Object location annotation data:
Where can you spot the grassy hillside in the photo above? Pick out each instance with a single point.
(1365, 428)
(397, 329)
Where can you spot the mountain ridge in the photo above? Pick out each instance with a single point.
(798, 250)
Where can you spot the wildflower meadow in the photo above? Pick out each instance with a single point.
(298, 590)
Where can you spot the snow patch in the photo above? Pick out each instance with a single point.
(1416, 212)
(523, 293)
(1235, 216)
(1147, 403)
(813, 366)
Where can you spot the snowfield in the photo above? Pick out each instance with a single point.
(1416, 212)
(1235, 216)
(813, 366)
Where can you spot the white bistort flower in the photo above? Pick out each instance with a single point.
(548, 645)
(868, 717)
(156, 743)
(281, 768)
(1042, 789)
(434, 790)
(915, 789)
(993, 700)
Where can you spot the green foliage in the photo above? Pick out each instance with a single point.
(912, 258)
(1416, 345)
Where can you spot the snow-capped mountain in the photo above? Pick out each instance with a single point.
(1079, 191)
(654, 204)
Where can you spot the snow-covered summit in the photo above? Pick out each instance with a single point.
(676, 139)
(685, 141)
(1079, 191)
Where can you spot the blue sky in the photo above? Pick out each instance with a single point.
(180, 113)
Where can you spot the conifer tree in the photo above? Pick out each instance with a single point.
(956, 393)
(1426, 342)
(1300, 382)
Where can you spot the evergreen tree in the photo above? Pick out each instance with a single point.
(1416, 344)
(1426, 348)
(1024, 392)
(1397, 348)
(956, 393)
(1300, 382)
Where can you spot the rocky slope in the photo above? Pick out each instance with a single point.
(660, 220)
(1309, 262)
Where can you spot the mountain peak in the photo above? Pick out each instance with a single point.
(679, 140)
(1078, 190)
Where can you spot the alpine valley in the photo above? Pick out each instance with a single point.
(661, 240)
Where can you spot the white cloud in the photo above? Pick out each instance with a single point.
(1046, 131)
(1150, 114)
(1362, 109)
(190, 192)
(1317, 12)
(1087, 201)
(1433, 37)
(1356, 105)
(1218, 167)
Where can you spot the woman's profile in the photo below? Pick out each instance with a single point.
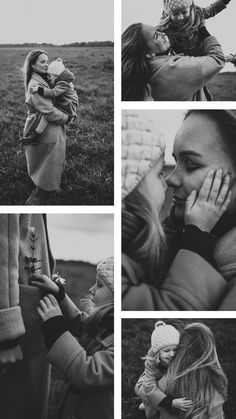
(152, 71)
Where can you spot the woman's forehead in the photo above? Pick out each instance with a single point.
(199, 133)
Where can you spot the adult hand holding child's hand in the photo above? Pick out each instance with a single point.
(48, 308)
(34, 88)
(205, 209)
(45, 283)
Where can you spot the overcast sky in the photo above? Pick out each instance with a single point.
(149, 12)
(86, 237)
(167, 122)
(56, 21)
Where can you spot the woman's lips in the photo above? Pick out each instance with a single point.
(178, 201)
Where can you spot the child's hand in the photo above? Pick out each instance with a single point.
(205, 209)
(34, 88)
(48, 308)
(182, 404)
(47, 284)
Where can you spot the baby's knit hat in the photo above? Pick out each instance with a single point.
(105, 271)
(172, 5)
(142, 146)
(164, 335)
(56, 67)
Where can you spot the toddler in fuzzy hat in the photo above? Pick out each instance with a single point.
(164, 343)
(183, 22)
(62, 92)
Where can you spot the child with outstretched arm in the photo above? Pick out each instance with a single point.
(181, 21)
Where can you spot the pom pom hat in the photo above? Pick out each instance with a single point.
(172, 5)
(56, 67)
(142, 146)
(163, 335)
(105, 271)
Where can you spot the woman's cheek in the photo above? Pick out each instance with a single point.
(195, 180)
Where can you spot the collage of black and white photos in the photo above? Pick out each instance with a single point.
(118, 209)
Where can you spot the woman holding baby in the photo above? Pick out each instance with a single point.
(45, 155)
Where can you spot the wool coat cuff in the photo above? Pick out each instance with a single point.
(166, 402)
(11, 324)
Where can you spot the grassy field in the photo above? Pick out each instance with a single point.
(223, 87)
(88, 175)
(80, 277)
(136, 334)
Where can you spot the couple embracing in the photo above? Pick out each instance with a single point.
(186, 262)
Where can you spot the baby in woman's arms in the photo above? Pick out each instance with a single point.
(63, 94)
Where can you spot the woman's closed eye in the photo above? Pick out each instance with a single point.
(190, 165)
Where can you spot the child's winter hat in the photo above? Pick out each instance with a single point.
(172, 5)
(164, 335)
(105, 271)
(142, 146)
(56, 67)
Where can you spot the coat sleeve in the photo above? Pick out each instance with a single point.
(45, 106)
(79, 368)
(190, 284)
(181, 77)
(147, 388)
(212, 10)
(11, 322)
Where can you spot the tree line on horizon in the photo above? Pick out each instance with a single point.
(73, 44)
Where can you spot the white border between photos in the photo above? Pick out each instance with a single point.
(119, 315)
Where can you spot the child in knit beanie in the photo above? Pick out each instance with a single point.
(183, 22)
(62, 93)
(80, 345)
(164, 343)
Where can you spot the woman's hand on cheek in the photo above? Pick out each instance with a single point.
(205, 209)
(48, 308)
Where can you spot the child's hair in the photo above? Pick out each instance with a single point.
(163, 335)
(195, 372)
(27, 66)
(148, 246)
(135, 72)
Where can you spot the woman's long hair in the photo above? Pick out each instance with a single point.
(195, 372)
(135, 73)
(147, 245)
(27, 66)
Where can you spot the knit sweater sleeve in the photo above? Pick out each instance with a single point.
(191, 283)
(11, 322)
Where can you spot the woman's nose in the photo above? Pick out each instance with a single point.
(173, 180)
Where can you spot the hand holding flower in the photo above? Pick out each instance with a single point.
(48, 308)
(45, 283)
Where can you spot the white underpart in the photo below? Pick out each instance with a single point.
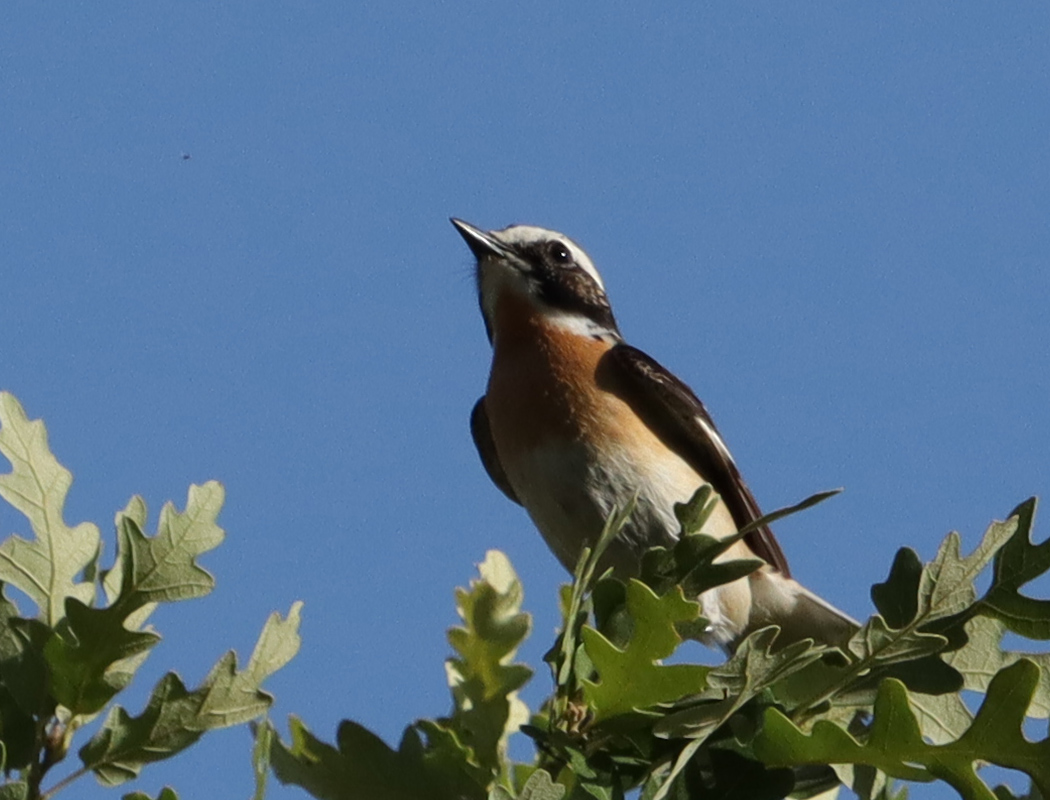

Brief - Exactly those lines that run from the line holding "Where can you spot the coat" to the end of the listing above, both included, are to be reproduced, with pictures left out.

Finished answer -
Where can you spot the coat sleeve in the photo above? Pick out each instance with a single point.
(45, 106)
(79, 368)
(190, 284)
(181, 77)
(147, 388)
(212, 10)
(11, 322)
Where can you spot the tree line on horizon in the photo above? Pick out each instance with a single point.
(73, 44)
Where can you spot the white border between photos in the photo above? Pick out each instance with a single point.
(119, 315)
Where can you spot the child in knit beanie in the photo above? Pick out each instance with a single point.
(183, 22)
(62, 93)
(80, 345)
(164, 343)
Where can you spot the woman's hand on cheek in the photo above? Pick out each instance with a single point.
(205, 209)
(48, 308)
Where can you spot the child's hair in the photo above? Pick out each instance with a single point.
(163, 335)
(195, 372)
(27, 66)
(148, 246)
(135, 72)
Where can you spot the woman's long hair in the photo above? Pick out each instance with a single point.
(195, 372)
(135, 73)
(147, 245)
(27, 66)
Where can you spot the knit sweater sleeve in the photo above? Pick out each instance with a single point.
(191, 283)
(11, 322)
Where can you spot the woman's nose in the photo above? Pick out each instance with a single point.
(173, 180)
Where can you spot the hand holding flower in the photo above? Pick out each instance with a single point.
(48, 308)
(45, 283)
Where can you spot the white underpart in the photo below? Pick out each instance with a single point.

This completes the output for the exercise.